BEREITGESTELLTER TEXT:

Nur 1000 Kilo Gewicht, Sitze aus dem 3D-Drucker, Wabenplatten als Dach: Die Citroën-Studie Oli überzeugt durch Konsequenz. Wir drehen eine Runde durch Frankfurt.
- Alles E und wenig Gedöns
- Innenraum wie für den Kärcher gemacht
- Sitze aus dem 3D-Drucker
- Gleiche Plattform wie der Opel Mokka
- Ente gut, alles gut?
Als wir ganz langsam und lautlos an die rote Ampel heranrollen, als wir also das noble Frankfurter Westend verlassen und die Brücke über den Main ansteuern, bleibt plötzlich einer auf dem Gehweg stehen, zückt sein Handy, filmt oder knipst uns. Auf jeden Fall lächelt er und ist ganz aufgeregt. Wir auch. Wir sitzen in einer Studie, die seit ihrer Weltpremiere am 28. September die Auto-Welt fasziniert. Mensch, Oli, was bist du für ein cooler Typ!

Datensätze aus einem Datenbestand:
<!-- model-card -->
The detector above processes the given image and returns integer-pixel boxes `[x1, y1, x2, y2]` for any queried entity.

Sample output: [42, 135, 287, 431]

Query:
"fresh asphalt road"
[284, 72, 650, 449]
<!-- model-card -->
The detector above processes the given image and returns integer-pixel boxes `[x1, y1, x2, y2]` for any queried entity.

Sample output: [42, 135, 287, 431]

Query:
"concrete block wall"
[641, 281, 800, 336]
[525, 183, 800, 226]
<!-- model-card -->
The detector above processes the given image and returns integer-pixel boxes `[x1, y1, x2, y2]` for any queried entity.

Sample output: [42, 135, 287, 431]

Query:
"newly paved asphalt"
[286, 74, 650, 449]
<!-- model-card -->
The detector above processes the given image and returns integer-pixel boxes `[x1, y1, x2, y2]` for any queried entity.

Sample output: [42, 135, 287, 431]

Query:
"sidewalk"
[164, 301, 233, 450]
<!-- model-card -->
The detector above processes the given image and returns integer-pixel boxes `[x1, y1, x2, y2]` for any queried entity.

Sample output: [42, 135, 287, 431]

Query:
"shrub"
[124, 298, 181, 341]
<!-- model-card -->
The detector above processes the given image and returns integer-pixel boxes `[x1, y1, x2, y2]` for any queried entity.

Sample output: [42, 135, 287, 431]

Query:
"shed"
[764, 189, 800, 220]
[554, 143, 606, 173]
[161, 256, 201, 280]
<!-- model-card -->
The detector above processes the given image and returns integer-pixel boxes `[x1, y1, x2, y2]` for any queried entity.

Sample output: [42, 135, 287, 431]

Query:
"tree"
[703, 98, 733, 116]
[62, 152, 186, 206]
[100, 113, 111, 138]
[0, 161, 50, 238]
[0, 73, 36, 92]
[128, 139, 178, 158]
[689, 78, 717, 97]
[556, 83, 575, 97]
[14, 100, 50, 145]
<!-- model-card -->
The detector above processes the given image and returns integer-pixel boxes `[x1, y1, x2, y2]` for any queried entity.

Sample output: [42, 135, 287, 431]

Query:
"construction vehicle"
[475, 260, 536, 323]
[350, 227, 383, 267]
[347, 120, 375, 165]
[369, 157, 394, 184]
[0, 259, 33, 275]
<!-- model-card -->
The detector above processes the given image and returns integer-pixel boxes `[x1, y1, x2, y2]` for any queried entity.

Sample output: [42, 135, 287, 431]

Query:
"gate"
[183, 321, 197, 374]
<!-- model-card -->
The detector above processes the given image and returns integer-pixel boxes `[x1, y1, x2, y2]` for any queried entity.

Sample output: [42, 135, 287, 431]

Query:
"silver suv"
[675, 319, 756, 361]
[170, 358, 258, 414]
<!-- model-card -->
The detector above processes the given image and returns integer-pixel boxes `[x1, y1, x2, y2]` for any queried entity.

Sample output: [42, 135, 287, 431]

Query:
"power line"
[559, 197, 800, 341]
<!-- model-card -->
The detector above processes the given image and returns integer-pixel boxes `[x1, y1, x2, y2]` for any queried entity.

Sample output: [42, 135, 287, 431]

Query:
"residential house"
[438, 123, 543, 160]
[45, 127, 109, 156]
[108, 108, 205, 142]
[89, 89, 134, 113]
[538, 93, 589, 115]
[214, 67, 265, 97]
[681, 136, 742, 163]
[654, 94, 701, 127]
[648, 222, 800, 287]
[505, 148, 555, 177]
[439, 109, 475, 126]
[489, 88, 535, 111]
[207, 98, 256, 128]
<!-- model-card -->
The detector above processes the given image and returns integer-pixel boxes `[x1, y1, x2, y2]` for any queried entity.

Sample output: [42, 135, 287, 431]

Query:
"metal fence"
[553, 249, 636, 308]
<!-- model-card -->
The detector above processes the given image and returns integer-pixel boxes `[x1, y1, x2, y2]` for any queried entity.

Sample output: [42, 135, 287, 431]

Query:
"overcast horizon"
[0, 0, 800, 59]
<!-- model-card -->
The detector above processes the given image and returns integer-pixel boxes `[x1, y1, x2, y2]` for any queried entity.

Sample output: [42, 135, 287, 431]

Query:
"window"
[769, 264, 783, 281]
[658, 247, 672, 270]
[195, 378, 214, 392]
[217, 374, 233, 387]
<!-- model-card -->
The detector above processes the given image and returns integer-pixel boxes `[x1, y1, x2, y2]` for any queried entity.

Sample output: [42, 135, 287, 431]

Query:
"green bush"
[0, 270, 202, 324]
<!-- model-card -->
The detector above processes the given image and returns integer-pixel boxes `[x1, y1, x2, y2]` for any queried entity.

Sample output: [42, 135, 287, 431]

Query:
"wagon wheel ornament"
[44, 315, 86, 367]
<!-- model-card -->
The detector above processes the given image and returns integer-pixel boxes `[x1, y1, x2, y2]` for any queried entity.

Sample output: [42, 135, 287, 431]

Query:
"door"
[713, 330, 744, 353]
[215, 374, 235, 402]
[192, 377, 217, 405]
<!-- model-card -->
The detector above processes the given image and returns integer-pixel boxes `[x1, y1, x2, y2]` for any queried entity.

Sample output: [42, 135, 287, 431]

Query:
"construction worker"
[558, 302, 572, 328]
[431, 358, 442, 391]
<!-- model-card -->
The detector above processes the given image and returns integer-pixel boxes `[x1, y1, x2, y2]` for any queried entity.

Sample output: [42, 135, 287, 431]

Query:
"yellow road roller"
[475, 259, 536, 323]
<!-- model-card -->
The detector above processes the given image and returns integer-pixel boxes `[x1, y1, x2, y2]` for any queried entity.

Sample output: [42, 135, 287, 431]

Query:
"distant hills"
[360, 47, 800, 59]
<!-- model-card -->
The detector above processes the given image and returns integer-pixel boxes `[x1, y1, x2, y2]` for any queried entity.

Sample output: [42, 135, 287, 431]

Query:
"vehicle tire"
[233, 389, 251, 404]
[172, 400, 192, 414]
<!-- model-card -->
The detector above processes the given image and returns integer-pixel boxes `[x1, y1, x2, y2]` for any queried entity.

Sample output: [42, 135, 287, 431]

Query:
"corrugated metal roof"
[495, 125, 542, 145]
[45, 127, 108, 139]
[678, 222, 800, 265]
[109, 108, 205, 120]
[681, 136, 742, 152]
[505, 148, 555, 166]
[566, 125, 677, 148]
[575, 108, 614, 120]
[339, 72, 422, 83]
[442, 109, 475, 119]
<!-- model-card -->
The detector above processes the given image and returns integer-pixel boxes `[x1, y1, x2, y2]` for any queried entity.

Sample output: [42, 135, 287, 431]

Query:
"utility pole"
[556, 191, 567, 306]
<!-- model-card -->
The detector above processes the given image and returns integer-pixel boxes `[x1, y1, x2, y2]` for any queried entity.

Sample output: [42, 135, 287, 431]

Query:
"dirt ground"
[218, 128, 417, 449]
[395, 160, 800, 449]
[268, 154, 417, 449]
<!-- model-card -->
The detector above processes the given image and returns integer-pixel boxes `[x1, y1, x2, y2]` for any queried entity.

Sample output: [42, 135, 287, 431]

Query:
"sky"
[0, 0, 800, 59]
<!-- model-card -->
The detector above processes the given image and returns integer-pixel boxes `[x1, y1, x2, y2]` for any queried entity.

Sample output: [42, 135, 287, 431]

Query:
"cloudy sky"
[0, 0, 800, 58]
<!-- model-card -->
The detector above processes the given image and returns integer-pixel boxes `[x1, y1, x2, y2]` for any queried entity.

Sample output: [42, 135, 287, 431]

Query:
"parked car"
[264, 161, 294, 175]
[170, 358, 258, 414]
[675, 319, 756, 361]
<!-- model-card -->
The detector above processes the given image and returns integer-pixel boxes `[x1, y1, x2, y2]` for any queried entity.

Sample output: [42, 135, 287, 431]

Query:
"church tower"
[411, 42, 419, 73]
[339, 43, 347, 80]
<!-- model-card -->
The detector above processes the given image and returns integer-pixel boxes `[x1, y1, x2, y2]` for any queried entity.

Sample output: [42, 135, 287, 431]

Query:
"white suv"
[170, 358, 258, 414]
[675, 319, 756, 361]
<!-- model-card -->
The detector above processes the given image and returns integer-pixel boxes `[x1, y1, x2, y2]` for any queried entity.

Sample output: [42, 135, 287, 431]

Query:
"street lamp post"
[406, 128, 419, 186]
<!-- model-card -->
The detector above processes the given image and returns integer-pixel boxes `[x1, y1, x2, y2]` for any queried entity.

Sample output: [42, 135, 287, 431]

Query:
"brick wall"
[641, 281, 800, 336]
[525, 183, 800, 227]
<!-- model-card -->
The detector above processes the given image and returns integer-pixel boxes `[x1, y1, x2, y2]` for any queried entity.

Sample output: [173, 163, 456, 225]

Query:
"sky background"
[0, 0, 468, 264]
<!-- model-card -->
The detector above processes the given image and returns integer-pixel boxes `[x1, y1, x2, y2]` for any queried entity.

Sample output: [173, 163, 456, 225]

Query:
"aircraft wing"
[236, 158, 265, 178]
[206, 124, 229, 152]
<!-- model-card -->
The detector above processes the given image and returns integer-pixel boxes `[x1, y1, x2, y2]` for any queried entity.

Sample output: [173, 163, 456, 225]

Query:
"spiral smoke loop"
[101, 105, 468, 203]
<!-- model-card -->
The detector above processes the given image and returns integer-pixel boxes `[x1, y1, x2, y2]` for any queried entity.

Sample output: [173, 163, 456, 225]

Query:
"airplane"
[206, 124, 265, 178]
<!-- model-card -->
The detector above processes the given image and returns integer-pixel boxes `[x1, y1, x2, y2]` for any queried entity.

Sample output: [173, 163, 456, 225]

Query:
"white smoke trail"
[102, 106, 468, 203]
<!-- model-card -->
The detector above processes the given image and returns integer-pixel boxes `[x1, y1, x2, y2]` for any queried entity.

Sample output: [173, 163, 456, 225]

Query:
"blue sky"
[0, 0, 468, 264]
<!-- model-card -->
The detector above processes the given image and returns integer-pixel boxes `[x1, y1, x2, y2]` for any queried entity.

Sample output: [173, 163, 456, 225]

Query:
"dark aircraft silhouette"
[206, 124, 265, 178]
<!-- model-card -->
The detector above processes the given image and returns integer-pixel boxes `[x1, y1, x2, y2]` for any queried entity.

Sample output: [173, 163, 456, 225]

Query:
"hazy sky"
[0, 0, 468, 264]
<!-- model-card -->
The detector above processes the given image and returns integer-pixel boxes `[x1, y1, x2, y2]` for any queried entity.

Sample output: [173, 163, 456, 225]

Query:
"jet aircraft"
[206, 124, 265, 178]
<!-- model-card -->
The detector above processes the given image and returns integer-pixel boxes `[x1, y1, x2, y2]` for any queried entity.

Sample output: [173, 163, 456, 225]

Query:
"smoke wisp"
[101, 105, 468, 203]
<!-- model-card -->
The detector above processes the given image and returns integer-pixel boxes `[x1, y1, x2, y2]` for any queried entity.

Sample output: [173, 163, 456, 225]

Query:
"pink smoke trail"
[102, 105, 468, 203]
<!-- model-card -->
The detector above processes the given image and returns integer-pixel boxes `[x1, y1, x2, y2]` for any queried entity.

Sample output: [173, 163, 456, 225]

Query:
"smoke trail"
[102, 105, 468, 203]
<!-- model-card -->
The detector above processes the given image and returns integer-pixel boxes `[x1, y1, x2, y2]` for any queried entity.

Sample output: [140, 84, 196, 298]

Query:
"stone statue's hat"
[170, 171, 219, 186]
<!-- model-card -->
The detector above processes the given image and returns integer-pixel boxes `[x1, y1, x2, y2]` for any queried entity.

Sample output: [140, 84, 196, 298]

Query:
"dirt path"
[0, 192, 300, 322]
==
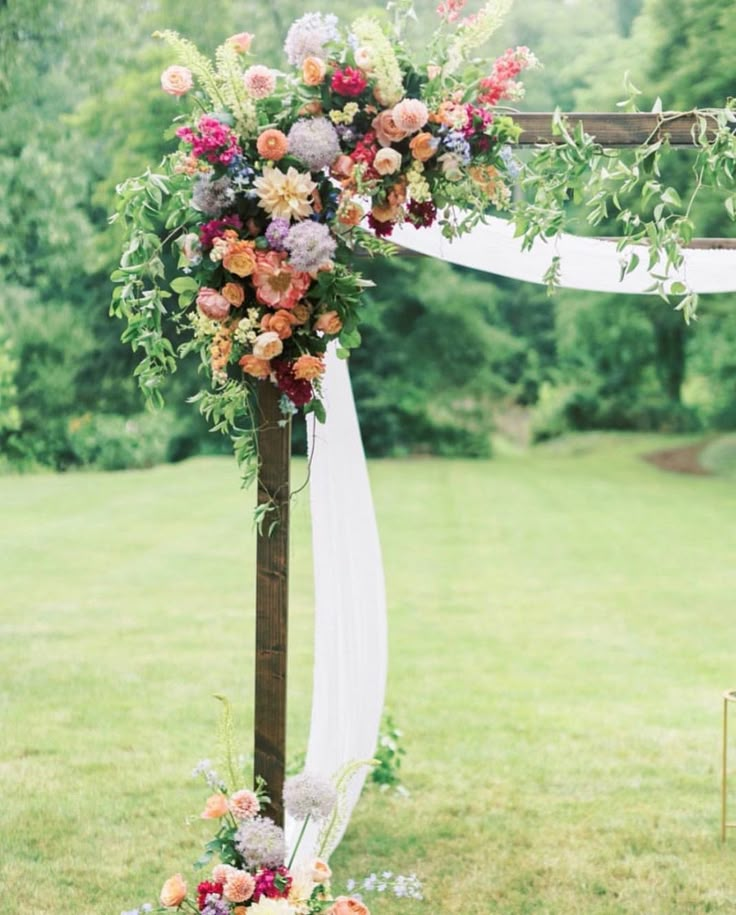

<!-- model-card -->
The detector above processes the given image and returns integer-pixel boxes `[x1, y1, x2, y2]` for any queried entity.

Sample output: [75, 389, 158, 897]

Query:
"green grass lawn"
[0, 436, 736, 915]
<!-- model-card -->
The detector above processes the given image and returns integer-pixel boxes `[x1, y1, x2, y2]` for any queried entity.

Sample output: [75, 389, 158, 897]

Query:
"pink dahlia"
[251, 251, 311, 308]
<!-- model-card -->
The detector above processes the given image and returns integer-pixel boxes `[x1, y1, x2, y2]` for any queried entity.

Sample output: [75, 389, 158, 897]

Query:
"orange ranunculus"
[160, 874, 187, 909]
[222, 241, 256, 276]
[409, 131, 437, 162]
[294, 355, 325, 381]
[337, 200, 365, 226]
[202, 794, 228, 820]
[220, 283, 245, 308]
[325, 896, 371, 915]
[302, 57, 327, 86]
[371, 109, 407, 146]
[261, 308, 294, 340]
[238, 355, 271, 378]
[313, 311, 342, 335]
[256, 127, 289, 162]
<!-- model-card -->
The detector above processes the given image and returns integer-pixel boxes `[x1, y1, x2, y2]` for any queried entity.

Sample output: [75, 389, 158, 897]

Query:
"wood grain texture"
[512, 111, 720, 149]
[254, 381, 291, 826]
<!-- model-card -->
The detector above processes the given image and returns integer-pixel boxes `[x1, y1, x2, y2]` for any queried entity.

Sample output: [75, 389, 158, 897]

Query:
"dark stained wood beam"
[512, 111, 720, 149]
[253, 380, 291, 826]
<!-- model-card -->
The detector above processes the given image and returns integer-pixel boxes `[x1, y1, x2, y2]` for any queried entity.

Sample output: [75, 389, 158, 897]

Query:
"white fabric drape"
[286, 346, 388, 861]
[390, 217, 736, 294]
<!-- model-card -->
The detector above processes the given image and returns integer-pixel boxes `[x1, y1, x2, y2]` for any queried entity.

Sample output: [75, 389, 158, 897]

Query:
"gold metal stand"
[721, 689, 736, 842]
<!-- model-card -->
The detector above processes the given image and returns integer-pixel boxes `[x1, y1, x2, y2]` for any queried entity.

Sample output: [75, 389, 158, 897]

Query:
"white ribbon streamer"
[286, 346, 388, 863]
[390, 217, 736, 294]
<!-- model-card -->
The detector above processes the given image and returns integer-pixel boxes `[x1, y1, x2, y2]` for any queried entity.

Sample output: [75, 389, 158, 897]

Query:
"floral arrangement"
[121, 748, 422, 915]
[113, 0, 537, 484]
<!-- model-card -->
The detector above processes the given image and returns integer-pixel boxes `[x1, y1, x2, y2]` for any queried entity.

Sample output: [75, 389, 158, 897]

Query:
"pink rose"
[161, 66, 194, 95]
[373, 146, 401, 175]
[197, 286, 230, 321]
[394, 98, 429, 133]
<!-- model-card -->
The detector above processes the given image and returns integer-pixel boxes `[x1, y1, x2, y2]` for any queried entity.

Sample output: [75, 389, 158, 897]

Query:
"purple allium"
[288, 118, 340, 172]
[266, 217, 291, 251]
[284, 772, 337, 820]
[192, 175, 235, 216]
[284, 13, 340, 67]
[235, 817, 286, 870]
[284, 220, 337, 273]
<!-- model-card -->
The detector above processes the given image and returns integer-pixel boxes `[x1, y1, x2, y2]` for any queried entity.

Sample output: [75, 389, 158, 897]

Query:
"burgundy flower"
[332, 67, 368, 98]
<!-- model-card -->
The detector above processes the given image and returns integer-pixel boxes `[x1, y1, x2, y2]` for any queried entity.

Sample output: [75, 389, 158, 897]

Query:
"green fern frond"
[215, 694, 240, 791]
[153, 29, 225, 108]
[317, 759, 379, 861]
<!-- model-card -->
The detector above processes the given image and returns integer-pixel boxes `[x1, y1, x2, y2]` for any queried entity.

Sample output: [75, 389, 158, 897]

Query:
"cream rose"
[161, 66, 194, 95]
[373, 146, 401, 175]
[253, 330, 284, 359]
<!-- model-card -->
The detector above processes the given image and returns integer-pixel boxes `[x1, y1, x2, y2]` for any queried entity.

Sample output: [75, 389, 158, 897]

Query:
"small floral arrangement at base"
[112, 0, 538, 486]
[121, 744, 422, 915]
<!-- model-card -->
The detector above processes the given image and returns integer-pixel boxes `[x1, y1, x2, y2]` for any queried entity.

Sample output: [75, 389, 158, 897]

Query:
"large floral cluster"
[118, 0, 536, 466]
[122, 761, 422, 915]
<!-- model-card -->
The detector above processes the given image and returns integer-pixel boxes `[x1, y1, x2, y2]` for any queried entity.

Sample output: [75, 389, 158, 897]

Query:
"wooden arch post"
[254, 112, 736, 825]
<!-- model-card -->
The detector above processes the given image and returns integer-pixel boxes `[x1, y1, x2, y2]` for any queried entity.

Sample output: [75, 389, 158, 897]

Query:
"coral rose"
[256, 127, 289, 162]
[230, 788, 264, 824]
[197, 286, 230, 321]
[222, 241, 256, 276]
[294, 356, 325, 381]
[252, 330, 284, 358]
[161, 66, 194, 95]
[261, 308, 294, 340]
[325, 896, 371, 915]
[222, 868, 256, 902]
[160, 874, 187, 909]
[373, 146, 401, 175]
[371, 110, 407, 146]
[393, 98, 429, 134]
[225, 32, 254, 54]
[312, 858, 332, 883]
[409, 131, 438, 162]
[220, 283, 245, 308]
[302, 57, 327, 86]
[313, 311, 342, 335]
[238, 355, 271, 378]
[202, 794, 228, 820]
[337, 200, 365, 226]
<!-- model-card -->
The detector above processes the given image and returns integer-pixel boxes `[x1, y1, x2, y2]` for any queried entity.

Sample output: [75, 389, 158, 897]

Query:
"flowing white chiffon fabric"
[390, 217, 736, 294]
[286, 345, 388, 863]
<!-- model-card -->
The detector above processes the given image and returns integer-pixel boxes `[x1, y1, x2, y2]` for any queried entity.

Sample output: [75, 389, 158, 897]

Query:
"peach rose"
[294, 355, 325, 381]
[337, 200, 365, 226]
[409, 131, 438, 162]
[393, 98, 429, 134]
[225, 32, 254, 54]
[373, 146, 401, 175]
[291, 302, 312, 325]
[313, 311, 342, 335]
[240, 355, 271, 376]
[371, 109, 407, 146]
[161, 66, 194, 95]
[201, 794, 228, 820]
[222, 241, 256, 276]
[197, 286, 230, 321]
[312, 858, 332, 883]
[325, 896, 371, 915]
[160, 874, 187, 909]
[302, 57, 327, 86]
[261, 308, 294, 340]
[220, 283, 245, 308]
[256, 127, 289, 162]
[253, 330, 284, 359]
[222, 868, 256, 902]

AUFGABEN:
a. Entnimm dem Text über die Citroën-Studie Oli wörtlich die Stelle von „Als wir ganz“ bis einschließlich „ein cooler Typ!“.
b. Übertrage den Satz „Wir sitzen in einer Studie, die seit ihrer Weltpremiere am 28. September die Auto-Welt fasziniert.“ aus dem Text über die Citroën-Studie Oli ins Englische.

LÖSUNGEN NACHEINANDER:
a.
Als wir ganz langsam und lautlos an die rote Ampel heranrollen, als wir also das noble Frankfurter Westend verlassen und die Brücke über den Main ansteuern, bleibt plötzlich einer auf dem Gehweg stehen, zückt sein Handy, filmt oder knipst uns. Auf jeden Fall lächelt er und ist ganz aufgeregt. Wir auch. Wir sitzen in einer Studie, die seit ihrer Weltpremiere am 28. September die Auto-Welt fasziniert. Mensch, Oli, was bist du für ein cooler Typ!

b. We are sitting in a concept car that has fascinated the automotive world since its world premiere on September 28.